■ GIVEN ENTRIES:
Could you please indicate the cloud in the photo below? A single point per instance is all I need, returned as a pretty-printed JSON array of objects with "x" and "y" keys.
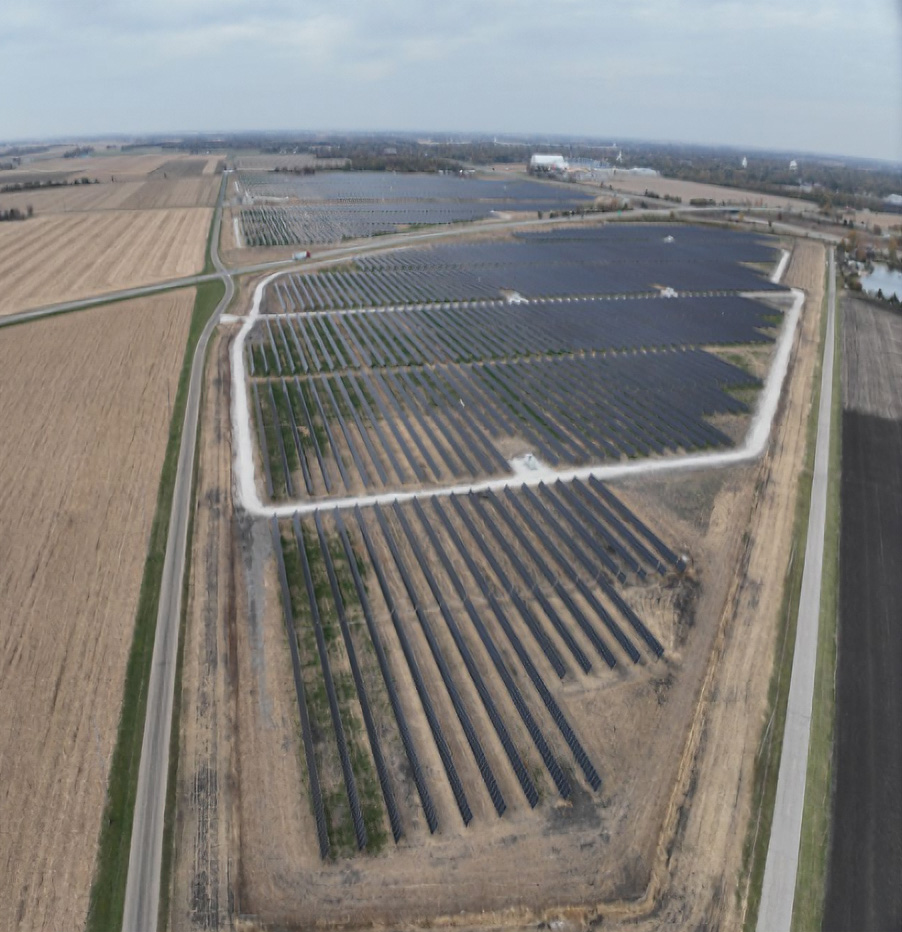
[{"x": 761, "y": 70}]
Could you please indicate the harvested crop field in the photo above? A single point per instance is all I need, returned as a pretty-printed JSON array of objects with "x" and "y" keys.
[
  {"x": 84, "y": 418},
  {"x": 865, "y": 859},
  {"x": 51, "y": 259},
  {"x": 152, "y": 194},
  {"x": 639, "y": 184}
]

■ TASK DETAILS: Rewrite all of the records above, replacing "photo" with "image" and leaving everything else unchanged. Omit the pictures.

■ FINAL ANSWER:
Could you please indicate the cloud in the image below? A single point per instance is all I need, returned as a pretty-printed JSON array of objects with "x" and "y" keys.
[{"x": 761, "y": 70}]
Could you please indicate the harvested crop field in the image above? A single point per instance is all I need, returned as a pretty-printed JSON array of objects with "x" and "y" keys.
[
  {"x": 84, "y": 418},
  {"x": 865, "y": 859},
  {"x": 51, "y": 259},
  {"x": 152, "y": 194},
  {"x": 639, "y": 184}
]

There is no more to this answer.